Text extract

══════════

In this study, the surface of PGA was modified by using an ion beam so that the durability of the PGA coated with metal films was improved. The ion beam cut off the bonding of molecules and as a result the surface of PGA turned to a carbon layer which was stable against heating or humidity. Metal films of Ti or Cu were deposited on the modified PGA by vacuum evaporation. The ion beam irradiation and vacuum evaporation were performed using the high current ion implanter with an electron beam evaporator. The ion beam was extracted from the bucket type ion source with multi-aperture electrodes.
The Ar+ ion irradiation conditions were controlled at a current density of 20 μA/cm2, an acceleration voltage of 1 kV and irradiation time of 0-70 s. The deposition conditions of Ti and Cu were kept at deposition rate of 0.3 nm/s and a film thickness of 200 nm. The prepared samples were the metal coated PGA sample, the ion irradiated PGA sample and the metal coated sample on the irradiated PGA. The sample hardness was measured by a load-unloading method using micro-hardness tester with Knoop indenter. Friction coefficient and wear measurements were evaluated by reciprocating sliding test with load of 0.198N. The water contact angle was measured by using the θ/2 method. Electrical conductivity of metal films was calculated from V-I characteristics measured using the four probe method. Hydrolysis test was evaluated in a distilled water of 100 ml of 30℃. Surface chemical-bonding state was investigated by X-ray photoelectron spectroscopy.
Knoop hardness of Ti or Cu coated samples on the Ar+ ion irradiated PGA showed the maximum value around 50s in irradiation time. Mechanical properties of these samples were improved as compared with the metal coated PGA without Ar+ ion irradiation. The measurement results of electrical conductivity suggested the possibility of PGA used as a printed circuit board.

══════════

Please duplicate the passage on ion beam treatment of PGA in full, word for word.

══════════

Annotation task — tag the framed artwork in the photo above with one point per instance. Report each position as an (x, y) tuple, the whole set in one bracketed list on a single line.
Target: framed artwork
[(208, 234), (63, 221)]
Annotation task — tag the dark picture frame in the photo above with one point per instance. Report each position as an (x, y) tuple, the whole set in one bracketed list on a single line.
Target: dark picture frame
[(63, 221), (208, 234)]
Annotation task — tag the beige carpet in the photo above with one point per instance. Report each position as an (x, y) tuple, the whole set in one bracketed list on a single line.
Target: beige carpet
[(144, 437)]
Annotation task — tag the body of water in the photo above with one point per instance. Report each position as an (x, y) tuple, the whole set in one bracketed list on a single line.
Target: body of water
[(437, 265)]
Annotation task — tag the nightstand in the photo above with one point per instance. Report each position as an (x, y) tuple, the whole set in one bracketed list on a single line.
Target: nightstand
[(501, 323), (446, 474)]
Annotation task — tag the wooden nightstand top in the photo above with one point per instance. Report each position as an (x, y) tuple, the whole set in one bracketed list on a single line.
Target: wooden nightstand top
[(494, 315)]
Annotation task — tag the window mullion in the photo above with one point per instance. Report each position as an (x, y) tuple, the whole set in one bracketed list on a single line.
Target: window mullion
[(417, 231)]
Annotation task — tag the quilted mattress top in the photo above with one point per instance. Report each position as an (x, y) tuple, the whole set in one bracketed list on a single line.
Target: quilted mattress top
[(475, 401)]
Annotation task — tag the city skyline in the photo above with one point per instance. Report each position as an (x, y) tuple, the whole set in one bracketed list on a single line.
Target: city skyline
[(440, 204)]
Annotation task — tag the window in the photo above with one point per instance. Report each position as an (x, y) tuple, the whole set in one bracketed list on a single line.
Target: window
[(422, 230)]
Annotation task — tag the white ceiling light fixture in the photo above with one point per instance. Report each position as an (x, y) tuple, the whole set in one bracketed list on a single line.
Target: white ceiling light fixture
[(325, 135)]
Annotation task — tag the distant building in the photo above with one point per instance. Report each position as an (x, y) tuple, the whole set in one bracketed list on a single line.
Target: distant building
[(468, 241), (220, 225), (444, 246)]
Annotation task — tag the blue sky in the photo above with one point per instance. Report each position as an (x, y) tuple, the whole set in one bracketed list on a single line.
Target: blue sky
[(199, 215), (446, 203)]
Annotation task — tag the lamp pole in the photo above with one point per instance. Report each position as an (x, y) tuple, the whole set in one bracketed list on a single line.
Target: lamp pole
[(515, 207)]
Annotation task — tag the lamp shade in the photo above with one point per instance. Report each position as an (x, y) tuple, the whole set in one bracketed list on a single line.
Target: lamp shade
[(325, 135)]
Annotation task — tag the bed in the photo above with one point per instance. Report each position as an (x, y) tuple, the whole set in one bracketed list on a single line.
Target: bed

══════════

Correct answer
In this study, the surface of PGA was modified by using an ion beam so that the durability of the PGA coated with metal films was improved. The ion beam cut off the bonding of molecules and as a result the surface of PGA turned to a carbon layer which was stable against heating or humidity. Metal films of Ti or Cu were deposited on the modified PGA by vacuum evaporation. The ion beam irradiation and vacuum evaporation were performed using the high current ion implanter with an electron beam evaporator. The ion beam was extracted from the bucket type ion source with multi-aperture electrodes.
The Ar+ ion irradiation conditions were controlled at a current density of 20 μA/cm2, an acceleration voltage of 1 kV and irradiation time of 0-70 s. The deposition conditions of Ti and Cu were kept at deposition rate of 0.3 nm/s and a film thickness of 200 nm. The prepared samples were the metal coated PGA sample, the ion irradiated PGA sample and the metal coated sample on the irradiated PGA. The sample hardness was measured by a load-unloading method using micro-hardness tester with Knoop indenter. Friction coefficient and wear measurements were evaluated by reciprocating sliding test with load of 0.198N. The water contact angle was measured by using the θ/2 method. Electrical conductivity of metal films was calculated from V-I characteristics measured using the four probe method. Hydrolysis test was evaluated in a distilled water of 100 ml of 30℃. Surface chemical-bonding state was investigated by X-ray photoelectron spectroscopy.
Knoop hardness of Ti or Cu coated samples on the Ar+ ion irradiated PGA showed the maximum value around 50s in irradiation time. Mechanical properties of these samples were improved as compared with the metal coated PGA without Ar+ ion irradiation. The measurement results of electrical conductivity suggested the possibility of PGA used as a printed circuit board.